In 1970, the entire Gimbels chain was purchased by the tobacco conglomerate BATUS. In 1986, after years of declining sales, BATUS announced that Gimbels was on the block. Unable to find a buyer for the entire chain, BATUS closed down the entire Gimbels Pittsburgh division, selling or closing all locations. Some of the more attractive mall locations, such as the Monroeville Mall, were taken over by the St. Louis-based May Department Stores Company for its Pittsburgh-based Kaufmann's division. This effectively caused the shuttering of the entire Gimbels Pittsburgh division. The Monroeville Mall location was closed, completely renovated and expanded into the building's unused third floor, before reopening as Kaufmann's. In 2006, when the May Department Stores Company was purchased by Cincinnati-based Federated Department Stores, this store was acquired by Boscov's, as Macy's was already located in the former Horne's location at the opposite end of the mall. In October 2008, Boscov's closed their Monroeville store as part of a bankruptcy plan.

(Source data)
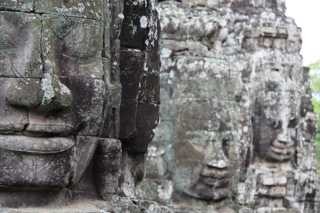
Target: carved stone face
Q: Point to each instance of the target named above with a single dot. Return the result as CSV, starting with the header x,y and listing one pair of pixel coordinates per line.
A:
x,y
53,93
203,151
275,119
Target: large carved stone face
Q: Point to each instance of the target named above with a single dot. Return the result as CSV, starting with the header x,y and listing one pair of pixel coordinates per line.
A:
x,y
275,119
204,151
53,92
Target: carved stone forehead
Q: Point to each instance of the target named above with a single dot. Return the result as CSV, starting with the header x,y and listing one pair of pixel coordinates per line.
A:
x,y
92,9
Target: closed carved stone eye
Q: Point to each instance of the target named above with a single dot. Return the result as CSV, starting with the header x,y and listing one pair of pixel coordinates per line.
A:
x,y
275,124
293,122
226,145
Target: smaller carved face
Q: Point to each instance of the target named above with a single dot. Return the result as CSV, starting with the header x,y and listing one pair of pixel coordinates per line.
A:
x,y
275,119
203,152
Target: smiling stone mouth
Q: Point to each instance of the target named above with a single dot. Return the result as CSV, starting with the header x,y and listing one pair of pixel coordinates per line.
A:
x,y
284,150
37,145
215,173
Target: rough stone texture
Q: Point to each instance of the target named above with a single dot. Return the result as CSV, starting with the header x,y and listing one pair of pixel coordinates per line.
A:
x,y
236,123
80,98
69,71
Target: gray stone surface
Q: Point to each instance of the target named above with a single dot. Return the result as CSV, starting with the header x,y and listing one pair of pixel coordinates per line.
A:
x,y
236,123
82,128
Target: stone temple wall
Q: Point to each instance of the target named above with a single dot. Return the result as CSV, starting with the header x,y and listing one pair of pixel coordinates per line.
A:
x,y
236,123
80,89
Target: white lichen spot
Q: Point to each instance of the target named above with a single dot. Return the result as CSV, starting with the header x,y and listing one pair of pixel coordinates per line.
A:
x,y
143,22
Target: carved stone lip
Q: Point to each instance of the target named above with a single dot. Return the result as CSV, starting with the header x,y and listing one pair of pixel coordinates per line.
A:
x,y
279,145
37,145
281,154
286,151
214,182
204,192
214,173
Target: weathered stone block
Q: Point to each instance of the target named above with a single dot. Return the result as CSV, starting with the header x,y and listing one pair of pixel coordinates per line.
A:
x,y
107,167
35,162
92,9
20,46
73,46
12,119
23,5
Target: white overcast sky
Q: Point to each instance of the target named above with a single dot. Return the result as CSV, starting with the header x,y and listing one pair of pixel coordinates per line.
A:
x,y
307,16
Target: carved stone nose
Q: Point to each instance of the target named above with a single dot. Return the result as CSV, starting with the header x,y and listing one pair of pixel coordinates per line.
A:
x,y
218,163
47,94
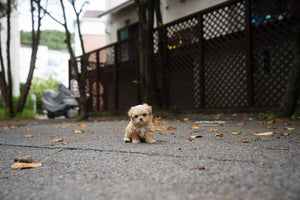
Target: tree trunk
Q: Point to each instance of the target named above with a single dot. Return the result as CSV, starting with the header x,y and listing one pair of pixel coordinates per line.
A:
x,y
145,40
9,85
290,99
35,43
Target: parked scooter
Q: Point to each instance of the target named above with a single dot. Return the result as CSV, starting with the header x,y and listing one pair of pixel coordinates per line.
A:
x,y
61,103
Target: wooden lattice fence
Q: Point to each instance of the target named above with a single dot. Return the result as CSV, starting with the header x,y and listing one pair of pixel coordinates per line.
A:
x,y
236,54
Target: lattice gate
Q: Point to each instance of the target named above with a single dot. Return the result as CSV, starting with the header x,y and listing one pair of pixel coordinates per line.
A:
x,y
236,54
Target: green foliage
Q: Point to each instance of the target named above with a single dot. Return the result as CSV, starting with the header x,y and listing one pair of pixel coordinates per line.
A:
x,y
53,39
38,86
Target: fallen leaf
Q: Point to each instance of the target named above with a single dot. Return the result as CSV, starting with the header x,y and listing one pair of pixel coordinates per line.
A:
x,y
186,119
244,141
19,165
195,127
284,134
265,134
194,136
82,125
23,160
289,129
58,140
242,124
236,133
164,128
78,131
218,134
166,133
290,123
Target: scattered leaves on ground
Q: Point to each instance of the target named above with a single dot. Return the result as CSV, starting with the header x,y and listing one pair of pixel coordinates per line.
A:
x,y
78,131
219,134
194,136
265,134
236,133
58,140
163,133
244,141
20,165
164,128
82,125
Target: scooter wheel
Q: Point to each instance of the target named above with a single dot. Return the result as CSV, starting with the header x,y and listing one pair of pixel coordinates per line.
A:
x,y
71,113
50,115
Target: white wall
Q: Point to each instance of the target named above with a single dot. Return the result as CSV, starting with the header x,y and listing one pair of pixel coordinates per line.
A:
x,y
170,9
14,49
49,63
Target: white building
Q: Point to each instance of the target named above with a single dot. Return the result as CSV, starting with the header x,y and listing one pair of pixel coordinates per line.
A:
x,y
92,30
49,63
14,48
122,15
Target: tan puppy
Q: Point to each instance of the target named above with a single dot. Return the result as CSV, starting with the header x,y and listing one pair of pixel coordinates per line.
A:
x,y
140,127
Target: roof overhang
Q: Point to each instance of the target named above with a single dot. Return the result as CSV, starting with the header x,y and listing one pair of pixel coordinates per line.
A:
x,y
117,8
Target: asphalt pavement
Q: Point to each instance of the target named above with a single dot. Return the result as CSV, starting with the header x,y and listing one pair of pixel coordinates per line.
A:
x,y
225,161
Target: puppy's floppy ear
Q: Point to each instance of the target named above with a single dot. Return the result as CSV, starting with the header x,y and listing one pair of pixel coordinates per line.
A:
x,y
130,112
149,108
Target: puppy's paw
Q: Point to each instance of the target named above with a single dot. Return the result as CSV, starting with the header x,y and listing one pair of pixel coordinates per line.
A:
x,y
127,140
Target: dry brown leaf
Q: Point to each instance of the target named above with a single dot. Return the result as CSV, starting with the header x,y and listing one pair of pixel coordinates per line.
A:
x,y
78,131
244,141
290,123
242,124
19,165
219,134
194,136
236,133
289,129
166,133
265,134
82,125
164,128
186,119
195,127
58,140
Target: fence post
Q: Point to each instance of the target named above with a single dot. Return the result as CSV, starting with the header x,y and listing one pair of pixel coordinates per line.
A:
x,y
97,81
115,77
249,54
201,65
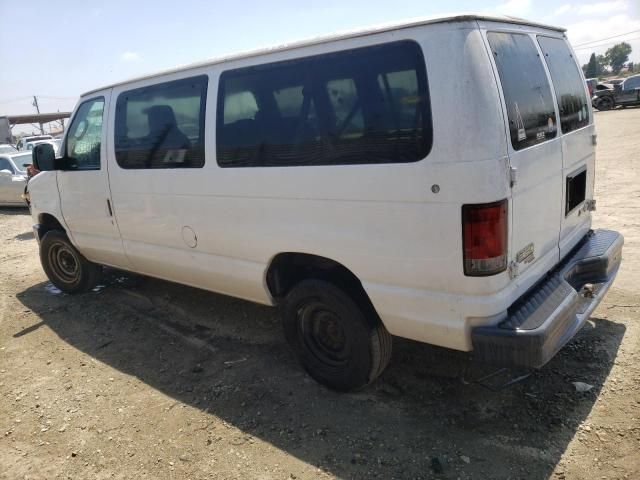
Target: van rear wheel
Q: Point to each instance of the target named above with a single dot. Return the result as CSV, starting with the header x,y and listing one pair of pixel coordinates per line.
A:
x,y
65,266
336,342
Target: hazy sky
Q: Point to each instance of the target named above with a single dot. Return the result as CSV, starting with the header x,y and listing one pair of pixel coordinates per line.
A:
x,y
60,49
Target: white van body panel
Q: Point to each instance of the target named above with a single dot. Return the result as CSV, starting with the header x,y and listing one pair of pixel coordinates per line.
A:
x,y
386,223
45,197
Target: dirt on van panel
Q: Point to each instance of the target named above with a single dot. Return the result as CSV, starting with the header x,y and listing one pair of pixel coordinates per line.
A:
x,y
147,379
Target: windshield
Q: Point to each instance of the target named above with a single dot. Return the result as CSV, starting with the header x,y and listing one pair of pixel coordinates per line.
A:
x,y
7,149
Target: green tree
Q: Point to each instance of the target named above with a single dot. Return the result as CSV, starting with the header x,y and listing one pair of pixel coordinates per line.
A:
x,y
592,67
602,63
617,56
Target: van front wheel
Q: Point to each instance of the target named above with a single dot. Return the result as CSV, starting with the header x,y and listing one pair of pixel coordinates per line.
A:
x,y
336,342
65,266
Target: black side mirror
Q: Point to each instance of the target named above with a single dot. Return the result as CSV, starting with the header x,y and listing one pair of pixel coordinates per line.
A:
x,y
44,157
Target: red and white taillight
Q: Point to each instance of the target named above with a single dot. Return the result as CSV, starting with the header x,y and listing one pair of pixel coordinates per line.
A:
x,y
484,238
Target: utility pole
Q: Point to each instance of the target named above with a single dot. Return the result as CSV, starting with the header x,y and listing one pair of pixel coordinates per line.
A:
x,y
35,104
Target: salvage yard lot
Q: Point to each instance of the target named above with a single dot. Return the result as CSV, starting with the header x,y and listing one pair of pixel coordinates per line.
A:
x,y
148,379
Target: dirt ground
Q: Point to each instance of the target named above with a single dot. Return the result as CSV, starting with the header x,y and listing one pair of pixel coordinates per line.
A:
x,y
148,379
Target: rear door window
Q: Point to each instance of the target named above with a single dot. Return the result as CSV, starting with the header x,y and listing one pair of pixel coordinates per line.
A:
x,y
570,94
527,93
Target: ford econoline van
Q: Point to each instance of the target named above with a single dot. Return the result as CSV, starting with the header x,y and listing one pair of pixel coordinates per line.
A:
x,y
431,180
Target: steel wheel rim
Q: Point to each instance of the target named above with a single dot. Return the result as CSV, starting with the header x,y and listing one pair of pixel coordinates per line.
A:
x,y
64,262
323,335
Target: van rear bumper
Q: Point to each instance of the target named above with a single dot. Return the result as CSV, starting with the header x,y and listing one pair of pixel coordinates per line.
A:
x,y
543,320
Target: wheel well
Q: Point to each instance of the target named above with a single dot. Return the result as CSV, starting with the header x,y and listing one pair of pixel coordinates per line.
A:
x,y
49,222
289,268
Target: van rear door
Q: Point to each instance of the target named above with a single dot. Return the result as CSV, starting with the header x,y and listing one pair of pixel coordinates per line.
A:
x,y
534,150
578,151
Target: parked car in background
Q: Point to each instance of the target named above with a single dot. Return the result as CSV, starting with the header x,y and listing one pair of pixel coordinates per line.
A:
x,y
13,178
7,148
22,143
54,143
625,93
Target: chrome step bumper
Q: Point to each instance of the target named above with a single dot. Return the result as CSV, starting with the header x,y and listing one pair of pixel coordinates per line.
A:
x,y
543,320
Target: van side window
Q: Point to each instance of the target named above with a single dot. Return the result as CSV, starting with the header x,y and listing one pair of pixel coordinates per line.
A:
x,y
85,136
527,93
366,105
567,82
162,126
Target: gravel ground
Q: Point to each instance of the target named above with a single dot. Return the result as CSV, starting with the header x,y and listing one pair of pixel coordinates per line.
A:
x,y
148,379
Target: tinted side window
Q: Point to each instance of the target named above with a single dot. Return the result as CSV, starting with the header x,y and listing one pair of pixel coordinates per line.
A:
x,y
532,117
368,105
85,136
162,126
572,101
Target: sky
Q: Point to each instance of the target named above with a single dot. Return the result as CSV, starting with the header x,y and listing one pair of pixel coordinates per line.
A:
x,y
59,49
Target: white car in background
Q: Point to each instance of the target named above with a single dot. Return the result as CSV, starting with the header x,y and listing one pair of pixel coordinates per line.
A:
x,y
53,142
22,143
13,178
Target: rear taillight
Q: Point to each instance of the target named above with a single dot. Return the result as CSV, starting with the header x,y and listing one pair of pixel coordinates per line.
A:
x,y
484,238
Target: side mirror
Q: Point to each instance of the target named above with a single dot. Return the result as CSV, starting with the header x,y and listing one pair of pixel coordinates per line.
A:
x,y
44,157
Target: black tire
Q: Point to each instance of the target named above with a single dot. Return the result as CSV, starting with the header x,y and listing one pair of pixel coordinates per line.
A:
x,y
65,266
336,341
605,103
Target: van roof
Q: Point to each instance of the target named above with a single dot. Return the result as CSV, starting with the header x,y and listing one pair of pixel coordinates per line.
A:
x,y
413,22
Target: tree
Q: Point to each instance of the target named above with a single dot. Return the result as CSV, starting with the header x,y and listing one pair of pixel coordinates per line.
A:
x,y
617,56
592,67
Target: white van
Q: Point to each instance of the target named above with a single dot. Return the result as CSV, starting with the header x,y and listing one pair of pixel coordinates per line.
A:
x,y
24,141
431,180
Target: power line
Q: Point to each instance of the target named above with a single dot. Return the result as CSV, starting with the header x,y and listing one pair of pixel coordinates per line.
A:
x,y
606,38
14,99
591,47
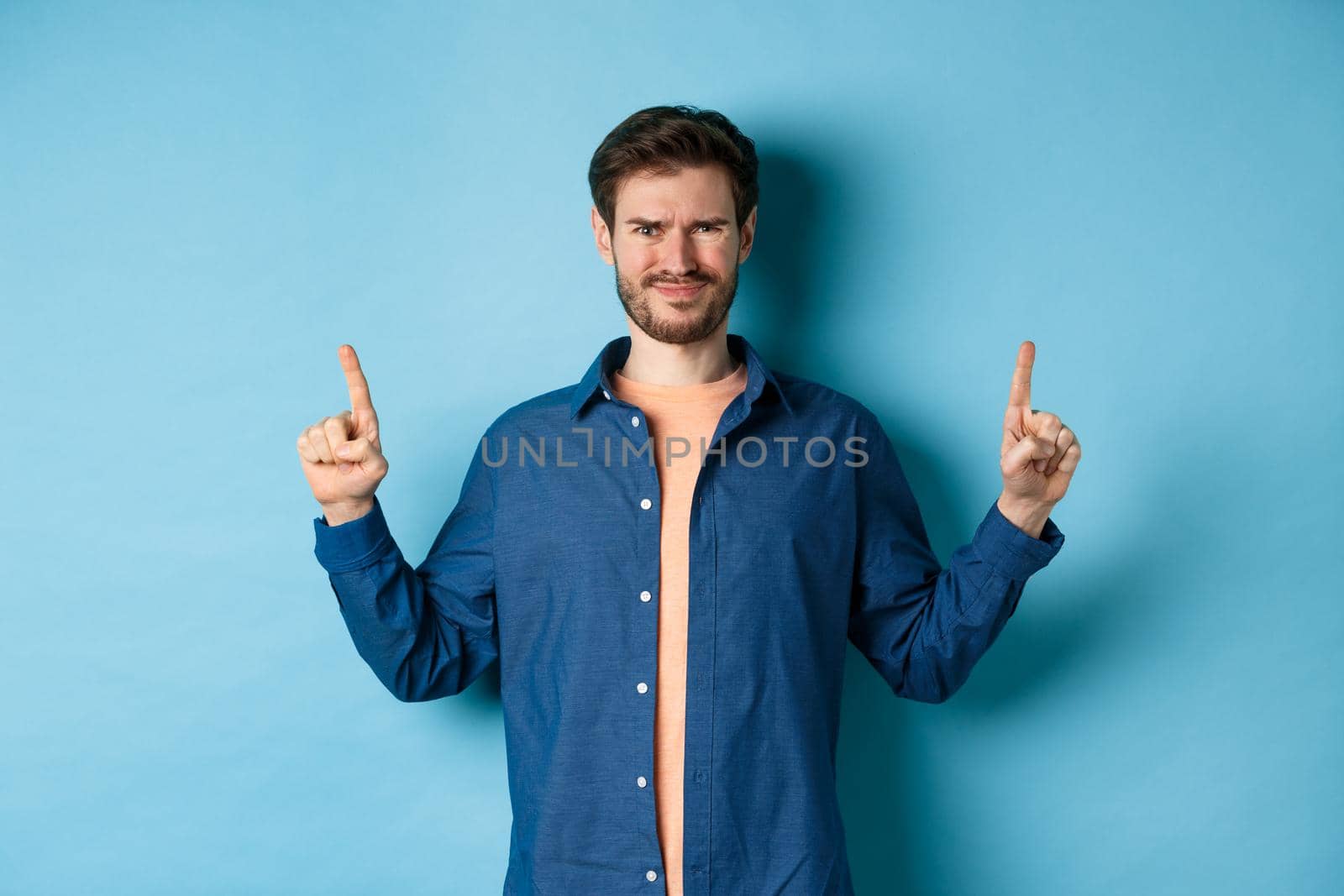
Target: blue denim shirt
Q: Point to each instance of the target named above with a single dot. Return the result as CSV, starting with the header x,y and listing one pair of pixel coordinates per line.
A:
x,y
804,537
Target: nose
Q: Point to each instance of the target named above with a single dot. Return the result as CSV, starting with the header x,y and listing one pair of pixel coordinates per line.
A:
x,y
679,258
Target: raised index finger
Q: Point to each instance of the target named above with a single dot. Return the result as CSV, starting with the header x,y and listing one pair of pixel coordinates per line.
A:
x,y
1021,392
360,399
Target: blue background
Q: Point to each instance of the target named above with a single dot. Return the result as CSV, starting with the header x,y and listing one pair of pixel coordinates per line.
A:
x,y
201,202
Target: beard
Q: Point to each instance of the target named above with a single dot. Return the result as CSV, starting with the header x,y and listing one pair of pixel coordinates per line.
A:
x,y
702,316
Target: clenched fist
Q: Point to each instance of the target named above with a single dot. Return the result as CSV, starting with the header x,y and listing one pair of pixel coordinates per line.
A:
x,y
342,456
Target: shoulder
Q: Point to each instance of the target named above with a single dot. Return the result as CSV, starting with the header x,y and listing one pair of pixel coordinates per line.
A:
x,y
817,401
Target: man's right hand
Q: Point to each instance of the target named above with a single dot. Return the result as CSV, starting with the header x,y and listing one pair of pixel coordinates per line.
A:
x,y
342,456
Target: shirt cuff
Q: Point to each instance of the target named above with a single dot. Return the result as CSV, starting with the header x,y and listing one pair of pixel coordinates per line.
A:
x,y
1012,553
354,544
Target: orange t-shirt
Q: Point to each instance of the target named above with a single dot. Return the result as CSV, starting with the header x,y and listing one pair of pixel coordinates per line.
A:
x,y
691,412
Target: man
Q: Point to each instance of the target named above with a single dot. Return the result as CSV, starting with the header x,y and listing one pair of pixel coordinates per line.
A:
x,y
671,629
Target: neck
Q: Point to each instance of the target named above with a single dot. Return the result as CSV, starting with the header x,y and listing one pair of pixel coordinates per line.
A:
x,y
667,364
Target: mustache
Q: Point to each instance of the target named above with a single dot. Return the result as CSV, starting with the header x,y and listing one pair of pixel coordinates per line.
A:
x,y
672,282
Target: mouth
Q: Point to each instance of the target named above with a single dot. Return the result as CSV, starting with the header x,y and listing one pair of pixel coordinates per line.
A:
x,y
679,291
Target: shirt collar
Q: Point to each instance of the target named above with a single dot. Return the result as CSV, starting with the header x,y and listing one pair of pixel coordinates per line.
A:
x,y
613,356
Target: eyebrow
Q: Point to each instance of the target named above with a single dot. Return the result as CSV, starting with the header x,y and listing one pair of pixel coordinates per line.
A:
x,y
645,222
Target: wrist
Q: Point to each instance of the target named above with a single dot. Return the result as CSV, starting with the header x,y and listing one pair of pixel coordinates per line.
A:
x,y
342,512
1028,516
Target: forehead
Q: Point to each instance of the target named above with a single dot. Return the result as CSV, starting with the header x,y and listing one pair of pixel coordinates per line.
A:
x,y
691,191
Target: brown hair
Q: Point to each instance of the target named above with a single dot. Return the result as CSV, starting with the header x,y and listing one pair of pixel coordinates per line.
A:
x,y
663,140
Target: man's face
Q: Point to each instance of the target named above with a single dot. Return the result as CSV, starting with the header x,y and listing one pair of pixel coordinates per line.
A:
x,y
676,251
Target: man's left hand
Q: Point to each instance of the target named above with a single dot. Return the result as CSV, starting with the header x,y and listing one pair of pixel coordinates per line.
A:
x,y
1038,456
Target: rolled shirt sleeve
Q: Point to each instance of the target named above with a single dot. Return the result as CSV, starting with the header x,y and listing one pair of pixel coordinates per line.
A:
x,y
920,625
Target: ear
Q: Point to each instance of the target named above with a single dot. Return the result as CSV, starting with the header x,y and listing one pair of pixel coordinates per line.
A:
x,y
602,235
748,237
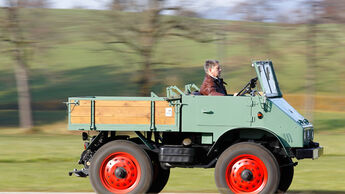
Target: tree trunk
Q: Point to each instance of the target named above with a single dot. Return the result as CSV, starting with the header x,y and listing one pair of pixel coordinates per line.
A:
x,y
145,81
24,96
311,65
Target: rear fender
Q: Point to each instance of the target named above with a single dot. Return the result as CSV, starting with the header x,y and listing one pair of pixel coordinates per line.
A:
x,y
244,134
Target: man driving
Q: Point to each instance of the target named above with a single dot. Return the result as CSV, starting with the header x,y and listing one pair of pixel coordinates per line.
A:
x,y
213,85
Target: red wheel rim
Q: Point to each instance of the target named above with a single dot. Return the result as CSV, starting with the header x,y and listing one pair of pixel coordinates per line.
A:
x,y
246,173
129,176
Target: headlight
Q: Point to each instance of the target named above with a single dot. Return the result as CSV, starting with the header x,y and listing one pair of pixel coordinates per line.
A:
x,y
308,134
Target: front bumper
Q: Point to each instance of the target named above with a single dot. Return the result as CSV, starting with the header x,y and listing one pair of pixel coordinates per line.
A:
x,y
312,153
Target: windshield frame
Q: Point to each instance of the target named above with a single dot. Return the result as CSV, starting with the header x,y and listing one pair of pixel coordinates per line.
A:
x,y
267,78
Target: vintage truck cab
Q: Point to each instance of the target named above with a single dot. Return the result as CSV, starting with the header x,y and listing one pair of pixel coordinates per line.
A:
x,y
250,139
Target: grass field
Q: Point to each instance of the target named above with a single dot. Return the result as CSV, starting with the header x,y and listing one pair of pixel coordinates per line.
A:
x,y
40,162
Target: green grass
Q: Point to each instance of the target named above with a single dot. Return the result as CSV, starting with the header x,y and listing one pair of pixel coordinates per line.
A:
x,y
40,162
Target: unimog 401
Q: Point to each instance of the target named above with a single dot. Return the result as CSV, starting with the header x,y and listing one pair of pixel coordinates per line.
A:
x,y
250,139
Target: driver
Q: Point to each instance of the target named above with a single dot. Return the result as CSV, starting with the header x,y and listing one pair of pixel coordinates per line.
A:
x,y
213,85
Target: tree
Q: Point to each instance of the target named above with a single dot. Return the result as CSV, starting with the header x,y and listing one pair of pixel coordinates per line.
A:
x,y
260,12
136,27
18,37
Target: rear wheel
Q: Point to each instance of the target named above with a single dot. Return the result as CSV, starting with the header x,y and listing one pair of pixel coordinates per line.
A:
x,y
121,167
247,168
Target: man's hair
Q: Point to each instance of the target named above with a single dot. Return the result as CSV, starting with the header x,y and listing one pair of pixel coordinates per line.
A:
x,y
210,64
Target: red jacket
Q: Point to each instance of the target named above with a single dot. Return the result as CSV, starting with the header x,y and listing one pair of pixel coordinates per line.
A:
x,y
213,87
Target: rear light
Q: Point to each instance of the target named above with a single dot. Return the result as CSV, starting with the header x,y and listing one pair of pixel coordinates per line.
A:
x,y
86,144
260,115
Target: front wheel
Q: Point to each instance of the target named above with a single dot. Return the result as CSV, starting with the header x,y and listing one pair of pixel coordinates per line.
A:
x,y
121,167
247,168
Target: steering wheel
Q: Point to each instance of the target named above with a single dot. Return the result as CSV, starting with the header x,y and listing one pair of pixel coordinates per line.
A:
x,y
248,88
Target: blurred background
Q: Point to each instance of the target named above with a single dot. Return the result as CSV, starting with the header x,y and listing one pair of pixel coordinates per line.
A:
x,y
54,49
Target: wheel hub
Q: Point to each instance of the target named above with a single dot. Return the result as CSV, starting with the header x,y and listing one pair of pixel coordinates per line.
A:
x,y
120,173
247,175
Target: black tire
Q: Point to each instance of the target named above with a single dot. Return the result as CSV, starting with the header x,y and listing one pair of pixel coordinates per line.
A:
x,y
121,167
286,174
160,175
247,167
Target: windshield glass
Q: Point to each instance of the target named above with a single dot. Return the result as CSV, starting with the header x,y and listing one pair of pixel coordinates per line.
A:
x,y
267,78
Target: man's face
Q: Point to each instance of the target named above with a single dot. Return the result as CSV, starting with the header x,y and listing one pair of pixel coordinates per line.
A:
x,y
215,71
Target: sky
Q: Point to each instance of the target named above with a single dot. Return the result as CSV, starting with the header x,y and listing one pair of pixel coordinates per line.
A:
x,y
211,9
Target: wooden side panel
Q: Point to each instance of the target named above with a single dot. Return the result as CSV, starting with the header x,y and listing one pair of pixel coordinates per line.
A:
x,y
81,114
164,114
122,112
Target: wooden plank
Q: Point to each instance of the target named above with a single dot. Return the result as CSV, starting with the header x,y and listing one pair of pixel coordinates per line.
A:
x,y
111,120
122,120
80,111
162,103
130,103
80,120
164,114
141,111
82,103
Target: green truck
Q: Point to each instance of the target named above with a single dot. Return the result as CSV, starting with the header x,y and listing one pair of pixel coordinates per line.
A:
x,y
250,139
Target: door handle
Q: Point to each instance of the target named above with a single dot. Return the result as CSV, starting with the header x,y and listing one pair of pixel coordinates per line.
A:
x,y
207,111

* [Activity list]:
**a)** In the Gimbels history text, when did Boscov's close its Monroeville store?
**b)** Continue the text on the Gimbels chain and its Monroeville Mall store from its last sentence.

* [Results of the exercise]:
**a)** In October 2008, as part of a bankruptcy plan.

**b)**
The Joseph Horne Company, owned by the New York City-based Associated Dry Goods Corporation, operated in Monroeville Mall until 1994. It would be renovated and expanded, utilizing the store's unused third floor, over the course of its operation through the years. In October 1986, the May Department Stores Company merged with Associated Dry Goods. May promptly sold the Horne's chain to a group of local investors. In 1995, Federated Department Stores acquired Horne's and renamed all former locations under its own Lazarus regional nameplate. In 2005, Federated eventually merged all its divisions (including the former Joseph Horne/Lazarus locations) into Macy's as part of a nationwide rebranding program. In 2016, Macy's Backstage opened on the store's lower level.

JCPenney was the last original anchor at the Monroeville Mall. From 1969 to 2012, it operated its original store in the center of the mall; however, by late 2012 it opened an updated format on the two upper levels of the former Boscov's building, and the original store was razed to make way for the 12-screen Cinemark Theatres and in-line shops, which opened in the fall of 2013. H&M has also committed to a new location at Monroeville Mall; it opened in the summer of 2013 near the theater. Dick's Sporting Goods relocated from outside the mall into a new store format below JCPenney in the summer of 2014.